AIM A.
According to the procedure for balancing redox equations, what is used to balance oxygen in each half-reaction?
AIM B.
List every step that the procedure for balancing redox equations says to carry out for each half-reaction.

DOCUMENT EXTRACT.
* * * * * * * * *

The Half–Reaction Method for Balancing Equations for Oxidation–Reduction Reactions Occurring in Acidic Solution

  1. Write separate equations for the oxidation and reduction half–reactions.
  2. For each half–reaction:
    • Balance all the elements except \(\chem{H}\) and \(\chem{O}\).
    • Balance \(\chem{O}\) using \(\chem{H_2O}\).
    • Balance \(\chem{H}\) using \(\chem{H^+}\).
    • Balance the charge using electrons.
  3. If necessary, multiply one or both balanced half–reactions by an integer to equalize the number of electrons transferred in the two half–reactions.
  4. Add the half–reactions, and cancel identical species.
  5. Check that the elements and charges are balanced.


\(\chem{Cr_2O_7^{2-}(aq) + SO_3^{2-}(aq) \rightarrow Cr^{3+}(aq) + SO_4^{2-}(aq)}\)

* * * * * * * * *

DATA SUPPLIED.
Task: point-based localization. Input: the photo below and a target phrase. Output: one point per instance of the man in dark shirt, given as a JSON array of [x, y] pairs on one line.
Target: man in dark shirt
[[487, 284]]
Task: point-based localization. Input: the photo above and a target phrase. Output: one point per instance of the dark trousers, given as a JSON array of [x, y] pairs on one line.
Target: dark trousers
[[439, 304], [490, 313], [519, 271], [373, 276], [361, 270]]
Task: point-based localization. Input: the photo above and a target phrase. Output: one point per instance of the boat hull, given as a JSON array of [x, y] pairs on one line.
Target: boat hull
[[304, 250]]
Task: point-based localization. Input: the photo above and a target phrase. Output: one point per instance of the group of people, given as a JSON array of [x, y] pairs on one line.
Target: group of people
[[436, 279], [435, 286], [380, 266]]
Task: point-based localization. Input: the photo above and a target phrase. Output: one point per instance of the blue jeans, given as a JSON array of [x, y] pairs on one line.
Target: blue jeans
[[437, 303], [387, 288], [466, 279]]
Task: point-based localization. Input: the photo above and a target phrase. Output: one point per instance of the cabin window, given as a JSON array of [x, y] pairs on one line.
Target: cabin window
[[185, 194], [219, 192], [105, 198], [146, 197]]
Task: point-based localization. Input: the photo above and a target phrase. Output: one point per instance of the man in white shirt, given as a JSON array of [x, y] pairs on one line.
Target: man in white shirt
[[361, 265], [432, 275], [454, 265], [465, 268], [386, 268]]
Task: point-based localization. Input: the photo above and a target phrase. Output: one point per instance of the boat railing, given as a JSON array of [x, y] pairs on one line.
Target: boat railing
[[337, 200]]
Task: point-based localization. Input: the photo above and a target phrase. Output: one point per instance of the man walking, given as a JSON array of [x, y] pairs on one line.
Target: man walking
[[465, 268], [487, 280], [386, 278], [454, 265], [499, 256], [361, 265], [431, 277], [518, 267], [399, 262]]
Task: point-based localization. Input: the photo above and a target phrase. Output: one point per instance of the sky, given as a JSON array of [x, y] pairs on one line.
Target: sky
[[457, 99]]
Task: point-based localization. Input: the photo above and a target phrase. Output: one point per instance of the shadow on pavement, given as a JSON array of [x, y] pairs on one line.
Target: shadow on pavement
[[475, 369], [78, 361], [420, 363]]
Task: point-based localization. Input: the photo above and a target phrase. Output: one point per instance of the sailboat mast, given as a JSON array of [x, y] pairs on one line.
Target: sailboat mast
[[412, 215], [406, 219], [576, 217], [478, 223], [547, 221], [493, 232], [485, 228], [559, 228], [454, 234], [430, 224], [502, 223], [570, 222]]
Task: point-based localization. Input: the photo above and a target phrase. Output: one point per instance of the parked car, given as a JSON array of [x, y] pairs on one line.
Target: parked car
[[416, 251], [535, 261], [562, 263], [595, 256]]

* * * * * * * * *

RESPONSE A.
H₂O (water).

RESPONSE B.
- Balance all the elements except H and O.
- Balance O using H₂O.
- Balance H using H⁺.
- Balance the charge using electrons.